### [WRITTEN PROBLEM]
Print the listing that follows, character for character.

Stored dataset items
════════════════════
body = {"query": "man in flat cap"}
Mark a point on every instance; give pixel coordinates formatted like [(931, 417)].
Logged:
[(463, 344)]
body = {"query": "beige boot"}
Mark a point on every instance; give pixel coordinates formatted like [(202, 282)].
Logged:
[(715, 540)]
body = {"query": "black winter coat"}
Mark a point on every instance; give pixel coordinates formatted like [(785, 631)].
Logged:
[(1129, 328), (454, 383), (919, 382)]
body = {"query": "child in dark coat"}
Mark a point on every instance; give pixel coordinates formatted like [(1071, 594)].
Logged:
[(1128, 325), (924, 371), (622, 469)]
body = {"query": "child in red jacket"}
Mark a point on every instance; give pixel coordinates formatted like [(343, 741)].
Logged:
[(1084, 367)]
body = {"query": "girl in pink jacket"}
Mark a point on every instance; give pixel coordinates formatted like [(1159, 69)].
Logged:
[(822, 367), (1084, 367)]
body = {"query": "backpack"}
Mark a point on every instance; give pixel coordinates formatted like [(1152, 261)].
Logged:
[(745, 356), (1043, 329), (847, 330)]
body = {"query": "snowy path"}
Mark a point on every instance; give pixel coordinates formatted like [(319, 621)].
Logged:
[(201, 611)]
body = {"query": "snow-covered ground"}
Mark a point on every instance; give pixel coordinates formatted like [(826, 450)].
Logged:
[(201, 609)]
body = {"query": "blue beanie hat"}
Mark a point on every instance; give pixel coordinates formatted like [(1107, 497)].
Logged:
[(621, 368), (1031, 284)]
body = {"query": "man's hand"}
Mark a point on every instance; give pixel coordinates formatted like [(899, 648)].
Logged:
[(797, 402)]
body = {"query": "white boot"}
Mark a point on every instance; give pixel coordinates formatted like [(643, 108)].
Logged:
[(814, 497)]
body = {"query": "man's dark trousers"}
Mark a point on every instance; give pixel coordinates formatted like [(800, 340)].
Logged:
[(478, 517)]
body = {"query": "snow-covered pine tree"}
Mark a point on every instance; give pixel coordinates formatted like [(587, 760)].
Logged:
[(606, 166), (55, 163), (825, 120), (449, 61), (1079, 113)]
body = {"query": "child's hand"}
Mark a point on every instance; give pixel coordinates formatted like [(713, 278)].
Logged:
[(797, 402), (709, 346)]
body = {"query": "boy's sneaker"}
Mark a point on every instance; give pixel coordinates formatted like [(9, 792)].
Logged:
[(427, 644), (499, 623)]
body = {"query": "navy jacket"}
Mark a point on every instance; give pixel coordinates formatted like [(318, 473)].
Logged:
════════════════════
### [FINISHED TASK]
body = {"query": "man in flat cap"}
Mark a point on every instance; give pixel coordinates formatted like [(931, 417)].
Logged:
[(463, 344)]
body = {"query": "beige boot"}
Mark a point on every instance; give pixel coordinates formatted like [(202, 282)].
Logged:
[(715, 540)]
body = {"query": "black winter coat"}
Mark a point on every instance; give pixel coordinates formatted like [(785, 631)].
Logged:
[(1129, 328), (454, 383), (919, 382)]
body = {"query": "child in dark coat"}
Mark a point on every instance; give pixel coordinates formatted like [(1071, 594)].
Logged:
[(1128, 325), (924, 371), (622, 469)]
body = {"query": "child in red jacket"}
Mark a point on every instance; give pixel coordinates formatted like [(343, 741)].
Logged:
[(1084, 367)]
body = {"query": "girl in pink jacket"}
Mark a point on every instance; give pixel coordinates formatted like [(1159, 69)].
Logged:
[(822, 367), (1084, 367)]
body = {"query": "backpack"}
Mark a point on every instance; give pixel coordinates formatted like [(1152, 261)].
Logged:
[(745, 356), (1043, 329), (847, 330)]
body = {"query": "snowy path"}
Mark a point on every instance; give pixel coordinates formatted like [(319, 621)].
Logged:
[(201, 611)]
body = {"query": "snow-covered ground"}
Mark a point on every instance; give pixel coordinates formatted like [(826, 450)].
Logged:
[(201, 609)]
body = {"query": "blue beanie hat"}
Mark a point on every instance; give pixel coordinates formatted like [(1107, 497)].
Logged:
[(621, 368), (1031, 284)]
body = {"query": "man's hand"}
Mark a point on every instance; give pixel coordinates formatted like [(899, 648)].
Logged:
[(797, 402)]
body = {"query": "white boot"}
Mark a point on every instance; give pixel coordinates formatted like [(643, 108)].
Logged:
[(814, 497)]
body = {"query": "man's dark trousers"}
Mark a point on every instance; give pixel coordinates formatted like [(800, 340)].
Logged:
[(478, 517)]
body = {"query": "snow-covered pine tree"}
Mark a point on every instance; give pixel coordinates formatted like [(587, 760)].
Logged:
[(606, 166), (55, 163), (825, 120), (449, 61), (1079, 113)]
body = {"query": "child's hand"}
Mark a point on every instance; give pixel coordinates formatted like [(713, 278)].
Logged:
[(797, 402), (709, 346)]
body = {"query": "boy's sneaker"}
Mark a point on every instance; give pixel coordinates formatted like [(9, 792)].
Logged:
[(427, 644), (499, 623)]
body = {"query": "navy jacket"}
Mark a point on every instance; give pixel coordinates formatted like [(318, 473)].
Logged:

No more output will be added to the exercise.